RECORD SET:
####

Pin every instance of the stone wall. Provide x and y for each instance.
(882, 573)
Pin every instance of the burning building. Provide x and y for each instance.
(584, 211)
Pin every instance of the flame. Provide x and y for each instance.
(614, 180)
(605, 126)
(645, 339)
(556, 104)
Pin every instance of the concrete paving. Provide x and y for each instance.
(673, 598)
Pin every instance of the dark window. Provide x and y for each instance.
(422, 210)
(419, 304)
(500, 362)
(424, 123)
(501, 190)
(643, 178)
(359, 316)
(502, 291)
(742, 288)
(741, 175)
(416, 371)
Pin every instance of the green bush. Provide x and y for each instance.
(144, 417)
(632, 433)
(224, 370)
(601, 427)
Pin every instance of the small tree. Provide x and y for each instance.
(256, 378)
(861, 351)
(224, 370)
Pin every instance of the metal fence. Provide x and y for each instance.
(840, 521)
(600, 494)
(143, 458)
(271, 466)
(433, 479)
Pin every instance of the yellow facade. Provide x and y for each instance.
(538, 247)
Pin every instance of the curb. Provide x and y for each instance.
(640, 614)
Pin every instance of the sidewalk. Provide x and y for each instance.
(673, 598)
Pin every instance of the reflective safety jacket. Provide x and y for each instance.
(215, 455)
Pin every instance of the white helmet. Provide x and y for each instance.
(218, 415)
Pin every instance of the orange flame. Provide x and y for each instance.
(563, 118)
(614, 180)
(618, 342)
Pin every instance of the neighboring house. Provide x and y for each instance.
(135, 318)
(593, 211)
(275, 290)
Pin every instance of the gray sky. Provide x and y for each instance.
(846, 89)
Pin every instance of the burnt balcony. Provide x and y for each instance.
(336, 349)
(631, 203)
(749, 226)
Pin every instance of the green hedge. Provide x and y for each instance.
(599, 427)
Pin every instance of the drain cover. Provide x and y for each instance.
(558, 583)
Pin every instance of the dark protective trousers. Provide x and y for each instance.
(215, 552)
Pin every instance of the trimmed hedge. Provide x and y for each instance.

####

ABOUT THIS TASK:
For this exercise, the records above must be returned exactly.

TASK ANSWER:
Pin every instance of the stone wall. Provide x and y for each instance.
(882, 573)
Pin every instance of the burning building. Provide x and y for each instance.
(584, 211)
Pin every instance of the flame. Provide x and y for each instance.
(614, 180)
(605, 126)
(645, 339)
(556, 104)
Pin every instance of the concrete paving. Provide x and y for each instance.
(673, 598)
Pin every instance of the dark window. Provide x and y for each instance.
(422, 210)
(419, 304)
(500, 362)
(424, 123)
(501, 190)
(643, 178)
(359, 316)
(502, 291)
(742, 288)
(741, 175)
(416, 371)
Pin every instance of the green bush. Provide x and y for each instance.
(144, 417)
(632, 433)
(224, 370)
(601, 427)
Pin every instance of the small tree. Provide x and y for each instance.
(256, 378)
(861, 351)
(224, 370)
Pin every instance of the metal fence. Provide x and y for each instance.
(840, 521)
(600, 494)
(143, 458)
(271, 466)
(433, 479)
Pin every instance of the yellow facade. Provide x and y for each instance.
(538, 247)
Pin every instance of the curb. Provide x and y for each instance.
(640, 614)
Pin every instance of the sidewalk. Provide x and y for each instance.
(673, 598)
Pin every instance of the reflective safety jacket. Provide x and y for each instance.
(215, 455)
Pin every instance of the white helmet. Provide x and y for each instance.
(218, 415)
Pin every instance of the orange flame. Provide x and y for each instance.
(563, 118)
(614, 180)
(618, 342)
Pin every instance of the neighboring house. Provide x and y for each instance.
(135, 318)
(593, 211)
(275, 290)
Pin every instance of the gray sky. Provide x and y for each instance.
(846, 89)
Pin every instance of the burnt balcony. Provide x and y for each instance.
(336, 349)
(631, 203)
(749, 226)
Pin every instance of the green hedge. Provide x and y for each instance.
(599, 427)
Pin every instance of the drain cover. Provide x and y for each instance.
(558, 583)
Pin every instance of the dark protective trousers. Provide x and y for each instance.
(215, 552)
Pin every instance of the trimmed hedge. Provide x and y for each instance.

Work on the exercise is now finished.